___ Page extract

I want a ground plane for several reasons: (1) to reduce the EMI (2) I
need a large ground conductor to deal with the large currents so I might
as well use a ground plane, surely?

Well, that's your choice. There's no clear-cut yes or no for an 85 kHz
switching frequency. But 151 pF is 12400 ohms at 85 kHz, so it's not
likely to matter. The ground-plane helps with EMC partly *because* of
these shunt capacitances.

 

[Terry Given]

One would hope so. Parasitics and strays in linear, high-current power
supplies! Whatever next?

really? you might want to re-think that statement...

have you ever tried using an LM338 (T0-3) without grounding the heatsink -
stray capacitance between the device and the heatsink can make them burst
into song. Years ago (as an intern) I designed a battery tester tester - a
13.8V 5A power supply that got hit with a pulsed load from the
battery-tester under test. And it oscillated. I had built hundreds
(literally) of DIY linear psu's before, and never had this problem. I tried
all the usual tricks (caps from everywhere to 0V), to no avail. After an
entire day of no success, I was almost in tears. My boss (PhD EE and a smart
guy) came along, asked what was up so I told him. He looked at my schematic,
then the prototype. He picked up a big fat screwdriver, and shorted the
heatsink to 0V (the enclosure). It immediately stopped singing.

______
___ Provided records

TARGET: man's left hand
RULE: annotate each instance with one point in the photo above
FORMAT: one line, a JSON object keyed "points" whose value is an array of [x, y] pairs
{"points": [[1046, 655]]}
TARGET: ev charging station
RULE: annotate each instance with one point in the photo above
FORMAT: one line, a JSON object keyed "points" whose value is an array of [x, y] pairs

______
___ Provided records

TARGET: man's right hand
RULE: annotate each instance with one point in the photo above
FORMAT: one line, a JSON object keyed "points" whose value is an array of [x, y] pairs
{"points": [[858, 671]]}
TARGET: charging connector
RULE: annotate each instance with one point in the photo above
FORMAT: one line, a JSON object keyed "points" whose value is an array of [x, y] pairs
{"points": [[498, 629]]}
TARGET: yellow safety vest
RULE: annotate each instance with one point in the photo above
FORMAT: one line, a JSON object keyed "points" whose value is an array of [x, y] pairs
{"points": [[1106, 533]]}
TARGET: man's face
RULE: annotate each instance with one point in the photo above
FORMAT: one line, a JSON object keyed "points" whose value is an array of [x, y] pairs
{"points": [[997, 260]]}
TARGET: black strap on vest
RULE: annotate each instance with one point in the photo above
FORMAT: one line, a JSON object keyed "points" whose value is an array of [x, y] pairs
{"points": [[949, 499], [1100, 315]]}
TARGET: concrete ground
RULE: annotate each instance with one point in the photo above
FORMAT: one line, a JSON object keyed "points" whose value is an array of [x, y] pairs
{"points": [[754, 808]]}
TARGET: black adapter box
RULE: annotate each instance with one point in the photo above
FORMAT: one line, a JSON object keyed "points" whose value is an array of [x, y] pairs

______
___ Provided records

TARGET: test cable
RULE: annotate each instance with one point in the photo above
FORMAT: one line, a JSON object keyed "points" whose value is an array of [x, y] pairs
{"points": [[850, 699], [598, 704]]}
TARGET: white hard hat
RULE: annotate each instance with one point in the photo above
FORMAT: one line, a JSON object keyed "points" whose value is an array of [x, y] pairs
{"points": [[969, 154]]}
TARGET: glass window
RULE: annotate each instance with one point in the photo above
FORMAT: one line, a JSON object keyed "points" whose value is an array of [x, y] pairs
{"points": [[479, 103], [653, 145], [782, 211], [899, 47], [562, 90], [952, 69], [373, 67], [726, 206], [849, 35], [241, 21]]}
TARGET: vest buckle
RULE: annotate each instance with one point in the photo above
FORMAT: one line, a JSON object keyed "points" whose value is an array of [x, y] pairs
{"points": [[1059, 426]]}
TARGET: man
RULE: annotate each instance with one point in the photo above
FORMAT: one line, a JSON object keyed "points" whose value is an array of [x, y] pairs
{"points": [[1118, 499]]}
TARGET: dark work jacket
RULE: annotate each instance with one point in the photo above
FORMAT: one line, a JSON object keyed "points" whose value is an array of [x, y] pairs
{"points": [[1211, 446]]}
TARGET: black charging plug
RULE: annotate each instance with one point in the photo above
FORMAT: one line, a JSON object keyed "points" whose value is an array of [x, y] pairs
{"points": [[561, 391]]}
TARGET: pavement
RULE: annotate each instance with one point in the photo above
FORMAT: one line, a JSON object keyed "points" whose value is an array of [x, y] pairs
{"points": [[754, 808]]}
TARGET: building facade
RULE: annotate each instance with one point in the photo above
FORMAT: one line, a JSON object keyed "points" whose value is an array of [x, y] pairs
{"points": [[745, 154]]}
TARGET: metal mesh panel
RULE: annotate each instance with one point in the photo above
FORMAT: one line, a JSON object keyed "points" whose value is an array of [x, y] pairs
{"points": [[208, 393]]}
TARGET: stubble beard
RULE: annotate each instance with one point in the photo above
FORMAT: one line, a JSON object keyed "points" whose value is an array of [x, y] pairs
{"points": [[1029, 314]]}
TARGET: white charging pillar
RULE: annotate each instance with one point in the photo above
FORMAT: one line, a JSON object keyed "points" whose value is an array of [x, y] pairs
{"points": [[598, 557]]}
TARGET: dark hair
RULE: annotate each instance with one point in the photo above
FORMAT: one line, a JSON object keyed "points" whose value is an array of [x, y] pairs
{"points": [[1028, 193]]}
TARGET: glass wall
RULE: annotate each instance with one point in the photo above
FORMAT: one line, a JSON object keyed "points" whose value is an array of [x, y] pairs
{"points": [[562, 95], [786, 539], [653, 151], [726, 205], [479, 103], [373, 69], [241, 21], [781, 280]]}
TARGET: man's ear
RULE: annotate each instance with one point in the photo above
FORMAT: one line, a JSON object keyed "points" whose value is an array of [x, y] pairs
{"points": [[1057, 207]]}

______

#### [What to produce]
Answer these about the ground-plane thread:
(a) What impedance does the thread give for 151 pF at 85 kHz?
(b) What voltage and current was the battery tester tester rated for?
(c) What did the boss short the heatsink to?

#### [Result]
(a) 12400 ohms
(b) 13.8V, 5A
(c) 0V (the enclosure)